## [GOAL OF THE EXERCISE]
Make a verbatim transcription of the records, without the pictures.

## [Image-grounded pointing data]
▼
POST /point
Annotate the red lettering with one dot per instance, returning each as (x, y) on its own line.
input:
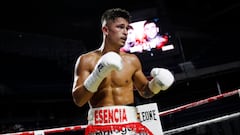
(116, 118)
(100, 116)
(105, 118)
(124, 115)
(96, 117)
(110, 116)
▲
## [SOLUTION TO THE PROBLEM]
POST /point
Annotate the red lettering with one dot per instance, returning each as (x, y) on its own line.
input:
(116, 118)
(100, 116)
(105, 118)
(124, 115)
(96, 117)
(110, 116)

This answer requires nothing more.